▶ Exercise instructions: Reproduce every record below, character by character.

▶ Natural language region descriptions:
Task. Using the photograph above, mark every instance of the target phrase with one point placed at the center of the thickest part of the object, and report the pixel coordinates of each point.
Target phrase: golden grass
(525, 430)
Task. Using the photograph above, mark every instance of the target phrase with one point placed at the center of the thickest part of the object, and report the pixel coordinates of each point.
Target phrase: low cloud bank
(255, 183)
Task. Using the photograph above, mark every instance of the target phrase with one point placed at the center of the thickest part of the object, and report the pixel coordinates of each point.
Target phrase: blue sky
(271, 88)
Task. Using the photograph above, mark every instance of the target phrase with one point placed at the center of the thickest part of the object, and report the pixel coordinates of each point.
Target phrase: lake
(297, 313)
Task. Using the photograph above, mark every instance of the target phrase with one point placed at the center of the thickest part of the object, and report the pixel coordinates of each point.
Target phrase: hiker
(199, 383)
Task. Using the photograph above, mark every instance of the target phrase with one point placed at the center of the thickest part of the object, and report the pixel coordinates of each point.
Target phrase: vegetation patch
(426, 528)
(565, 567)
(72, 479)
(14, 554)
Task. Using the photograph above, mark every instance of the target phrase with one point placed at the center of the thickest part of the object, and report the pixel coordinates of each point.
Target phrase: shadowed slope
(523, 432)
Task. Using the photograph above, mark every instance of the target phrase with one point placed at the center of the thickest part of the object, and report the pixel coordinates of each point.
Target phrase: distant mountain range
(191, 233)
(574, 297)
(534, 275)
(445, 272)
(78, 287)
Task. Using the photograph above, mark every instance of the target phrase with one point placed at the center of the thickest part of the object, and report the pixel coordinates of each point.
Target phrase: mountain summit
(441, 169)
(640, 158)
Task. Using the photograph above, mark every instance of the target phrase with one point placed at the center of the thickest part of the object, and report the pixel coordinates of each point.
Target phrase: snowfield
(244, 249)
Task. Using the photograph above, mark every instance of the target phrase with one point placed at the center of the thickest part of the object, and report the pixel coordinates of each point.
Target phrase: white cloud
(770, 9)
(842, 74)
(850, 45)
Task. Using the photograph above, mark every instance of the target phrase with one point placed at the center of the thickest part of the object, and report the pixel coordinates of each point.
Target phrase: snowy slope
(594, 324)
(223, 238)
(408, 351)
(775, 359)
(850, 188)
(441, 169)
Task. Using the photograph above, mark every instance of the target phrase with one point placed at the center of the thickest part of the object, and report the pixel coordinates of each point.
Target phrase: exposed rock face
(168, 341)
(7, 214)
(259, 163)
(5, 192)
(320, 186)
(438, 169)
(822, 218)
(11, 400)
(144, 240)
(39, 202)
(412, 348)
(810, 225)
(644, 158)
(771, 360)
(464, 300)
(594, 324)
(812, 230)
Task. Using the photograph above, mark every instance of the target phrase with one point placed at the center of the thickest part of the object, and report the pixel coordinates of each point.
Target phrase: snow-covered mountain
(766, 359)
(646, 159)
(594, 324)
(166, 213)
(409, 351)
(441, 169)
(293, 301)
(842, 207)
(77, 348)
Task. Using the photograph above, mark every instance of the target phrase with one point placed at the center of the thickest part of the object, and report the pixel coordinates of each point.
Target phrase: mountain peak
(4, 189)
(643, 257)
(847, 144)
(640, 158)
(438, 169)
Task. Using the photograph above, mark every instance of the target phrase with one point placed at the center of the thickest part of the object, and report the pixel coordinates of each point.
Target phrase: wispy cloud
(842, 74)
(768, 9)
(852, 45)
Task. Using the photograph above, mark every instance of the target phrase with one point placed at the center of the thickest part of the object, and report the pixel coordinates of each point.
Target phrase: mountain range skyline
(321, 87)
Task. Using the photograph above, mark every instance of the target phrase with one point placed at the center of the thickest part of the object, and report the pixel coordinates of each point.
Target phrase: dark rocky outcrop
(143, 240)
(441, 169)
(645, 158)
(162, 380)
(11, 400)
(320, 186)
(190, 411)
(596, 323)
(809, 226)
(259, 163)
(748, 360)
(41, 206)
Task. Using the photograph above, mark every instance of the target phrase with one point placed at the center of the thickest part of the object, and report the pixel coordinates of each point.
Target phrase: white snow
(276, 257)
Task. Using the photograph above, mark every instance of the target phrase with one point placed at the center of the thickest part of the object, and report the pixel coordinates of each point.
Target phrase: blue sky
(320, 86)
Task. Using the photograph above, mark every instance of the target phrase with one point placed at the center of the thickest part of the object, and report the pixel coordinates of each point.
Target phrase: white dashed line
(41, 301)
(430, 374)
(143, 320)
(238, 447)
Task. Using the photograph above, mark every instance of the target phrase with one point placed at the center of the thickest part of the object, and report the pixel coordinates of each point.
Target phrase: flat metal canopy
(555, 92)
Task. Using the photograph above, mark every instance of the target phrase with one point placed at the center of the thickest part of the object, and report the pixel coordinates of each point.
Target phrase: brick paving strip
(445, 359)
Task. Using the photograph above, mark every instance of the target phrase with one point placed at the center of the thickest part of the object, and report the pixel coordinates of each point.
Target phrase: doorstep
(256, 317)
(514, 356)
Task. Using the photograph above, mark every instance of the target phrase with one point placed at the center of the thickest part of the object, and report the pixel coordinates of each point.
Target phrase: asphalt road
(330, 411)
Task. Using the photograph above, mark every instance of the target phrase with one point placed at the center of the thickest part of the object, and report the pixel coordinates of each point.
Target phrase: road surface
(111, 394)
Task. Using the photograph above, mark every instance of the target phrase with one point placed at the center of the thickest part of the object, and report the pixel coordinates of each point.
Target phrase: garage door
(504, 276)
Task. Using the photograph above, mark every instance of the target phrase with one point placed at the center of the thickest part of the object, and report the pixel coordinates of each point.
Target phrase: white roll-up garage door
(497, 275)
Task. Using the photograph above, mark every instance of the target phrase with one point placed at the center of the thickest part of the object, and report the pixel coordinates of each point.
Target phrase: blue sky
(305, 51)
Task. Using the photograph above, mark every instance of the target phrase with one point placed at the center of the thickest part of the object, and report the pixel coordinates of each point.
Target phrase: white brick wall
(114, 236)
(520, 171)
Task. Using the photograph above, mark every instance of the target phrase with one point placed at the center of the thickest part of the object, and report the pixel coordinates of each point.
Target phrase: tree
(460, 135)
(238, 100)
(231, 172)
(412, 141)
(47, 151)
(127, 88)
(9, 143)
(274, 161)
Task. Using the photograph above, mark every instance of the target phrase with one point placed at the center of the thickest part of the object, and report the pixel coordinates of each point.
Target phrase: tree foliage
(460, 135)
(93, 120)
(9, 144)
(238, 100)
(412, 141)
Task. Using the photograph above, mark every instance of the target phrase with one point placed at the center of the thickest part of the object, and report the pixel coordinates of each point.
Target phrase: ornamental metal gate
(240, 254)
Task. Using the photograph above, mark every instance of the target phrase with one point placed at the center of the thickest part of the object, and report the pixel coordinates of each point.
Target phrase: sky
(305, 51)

▶ Written answer:
Task. Using the photograph above, mark every instance of the target phrase with one point placed at the center of the thickest part of the object, and report the pixel coordinates of each point.
Target phrase: golden grass
(525, 430)
Task. Using the photograph above, mark every instance of the target phrase with one point placed at the center of the thickest part of the object, and report the pixel coordinates of each point.
Target phrase: low cloud bank
(255, 183)
Task. Using the photograph above, mark every instance of the target phrase with one point placed at the center of the thickest part of the object, and report the pixel coordinates of each point.
Target phrase: blue sky
(271, 88)
Task. Using the photograph above, mark every instance of the target phrase with one point placed at the center of the thickest part of the object, and report the pixel coordinates of each point.
Target phrase: lake
(297, 313)
Task. Using the photograph above, mark every instance of the target phrase with one point placed at the center of the thickest part of the object, and report the pixel coordinates of each point.
Target phrase: hiker
(199, 383)
Task. Using the photograph above, mark every instance of the target phrase with one point placed at the center of the thickest part of the object, and report the pixel coordinates of each point.
Target phrase: vegetation patch
(426, 528)
(565, 567)
(72, 479)
(14, 554)
Task. Using the photograph above, mark every instance of the target phrase with one point placed at the center of the thickest part of the object, and report the pixel coordinates of each point.
Target phrase: shadowed slope
(523, 432)
Task. Using the photograph above, mark every instance of the target phrase with one point placed at the center of the thickest part of the object, and report the pixel coordinates of each point.
Target phrase: distant mountain range
(191, 233)
(574, 297)
(534, 275)
(445, 272)
(78, 287)
Task. Using the photograph above, mark every instance of the target phrase with one point placed at the center of the thickest part of the object, and report the pixel coordinates of each point.
Target phrase: mountain summit
(441, 169)
(640, 158)
Task. Using the photograph above, mark every instance of the target phrase with one point placed at the center of the thickest part of the object, and report the pixel coordinates of each point.
Target phrase: snowfield
(244, 249)
Task. Using the photograph above, mark every instance of the target phrase with one point placed at the center of the thickest part of the object, and report the pixel coordinates of each point.
Target phrase: white cloud
(770, 9)
(842, 74)
(850, 45)
Task. Using the photograph above, mark every instance of the target phrase with one point placed at the center of the thickest part of the object, and report the pixel coordinates of each point.
Target phrase: snowy slope
(594, 324)
(223, 238)
(408, 351)
(775, 359)
(850, 188)
(441, 169)
Task. Using the photograph above, mark every instance of the target phrase with one point placed at the center of the thickest part of the object, and report the pixel coordinates of each point.
Target phrase: exposed rock face
(168, 341)
(7, 214)
(259, 163)
(5, 192)
(320, 186)
(438, 169)
(822, 218)
(11, 400)
(144, 240)
(39, 202)
(412, 348)
(810, 225)
(644, 158)
(771, 360)
(464, 300)
(594, 324)
(812, 230)
Task. Using the photograph above, mark every instance of the target phrase with one point placed at the center of the thickest part of the object, and report the pixel coordinates of each point.
Target phrase: snow-covered mountain
(766, 359)
(646, 159)
(594, 324)
(166, 213)
(409, 351)
(441, 169)
(293, 301)
(842, 207)
(77, 348)
Task. Using the photograph above, mark every instance of the target phrase with one point placed at the center of the thickest part of the object, and report the pixel coordinates of each point.
Target phrase: mountain peak
(4, 189)
(643, 257)
(847, 144)
(640, 158)
(438, 169)
Task. Using the photograph above, mark every instance of the target phrase with one point placed at the center of the thickest part of the object, and report the pixel coordinates of each point.
Target phrase: wispy cloud
(842, 74)
(768, 9)
(852, 45)
Task. Using the photograph above, mark every instance of the target phrase with one point placed at the center of the thickest part of the object, and report the pixel coordinates of each point.
Target phrase: mountain range skyline
(321, 87)
Task. Using the photograph above, mark every instance of the target phrase with one point placed at the center of the thickest part of the object, and report the pixel coordinates of each point.
Target phrase: dark rocky outcrop
(143, 240)
(441, 169)
(645, 158)
(162, 380)
(11, 400)
(320, 186)
(190, 411)
(596, 323)
(809, 226)
(259, 163)
(748, 360)
(41, 206)
Task. Using the photograph above, mark every instance of the target phrase with one point placed at the center of the thickest part of the object, and report the pixel coordinates of each point.
Target phrase: white snow
(276, 257)
Task. Using the photograph above, mark every instance of the target phrase with one point placed at the center of the thickest part of the object, and report the pixel coordinates of each point.
Target phrase: blue sky
(320, 86)
Task. Using the photograph above, mark every instance of the target phrase with one point placed at the center of the thickest part of the object, and report the pixel coordinates of each point.
Target phrase: white dashed line
(41, 301)
(430, 374)
(143, 320)
(238, 447)
Task. Using the photograph above, mark every instance of the target phrase with one point placed at the center of the thickest part of the object, and report the pixel coordinates of each point.
Target phrase: flat metal canopy
(555, 92)
Task. Using the photograph above, mark every instance of the target phrase with one point placed at the center of the thickest part of the object, and report the pixel coordinates of each point.
Target phrase: brick paving strip
(445, 359)
Task. Using the photograph above, mark every instance of the target phrase with one point placed at the center of the thickest part of the object, and report the pixel coordinates of each point.
Target phrase: doorstep
(256, 317)
(514, 356)
Task. Using the photograph above, mark every instance of the target phrase with one point placed at the center of the thickest part of the object, and report the pixel coordinates of each point.
Target phrase: asphalt road
(330, 411)
Task. Using the photograph above, mark every instance of the target phrase with one point placed at the center of the thickest part of the object, and report the pixel coordinates of each point.
Target phrase: road surface
(111, 394)
Task. Using the photograph above, mark every instance of the target phrase with one point placed at the center of the thickest part of the object, and report the pixel coordinates of each point.
Target phrase: garage door
(504, 276)
Task. Using the photograph above, mark every instance of the target phrase with one point placed at the center of the thickest part of the object, and report the pixel coordinates of each point.
Target phrase: white roll-up garage door
(497, 275)
Task. Using the photograph above, mark every instance of the target phrase with one point placed at the center of the thickest part of the object, and report the pixel coordinates of each point.
Target phrase: blue sky
(305, 51)
Task. Using the photograph above, mark every instance of the target phrase with one point placed at the center of the thickest part of the object, and report the pixel coordinates of each point.
Target phrase: white brick wall
(114, 236)
(520, 171)
Task. Using the photograph above, mark every instance of the target phrase with one point placed at the center of the thickest part of the object, and report the pixel coordinates of each point.
Target phrase: tree
(460, 135)
(238, 100)
(231, 172)
(412, 141)
(47, 151)
(127, 88)
(9, 143)
(274, 161)
Task. Using the photograph above, mark every instance of the target phrase with one point placed at the center of the thickest part of the object, and report the pixel coordinates of each point.
Target phrase: tree foliage
(460, 135)
(93, 120)
(9, 144)
(238, 100)
(412, 141)
Task. Using the photograph above, mark every instance of the target phrase with one point placed at the center of the thickest part of the object, and report the pixel coordinates of each point.
Target phrase: ornamental metal gate
(240, 254)
Task. Using the photograph above, mark every instance of the target phrase with one point placed at the center of the thickest part of the object, and report the pixel coordinates of each point.
Target phrase: sky
(305, 51)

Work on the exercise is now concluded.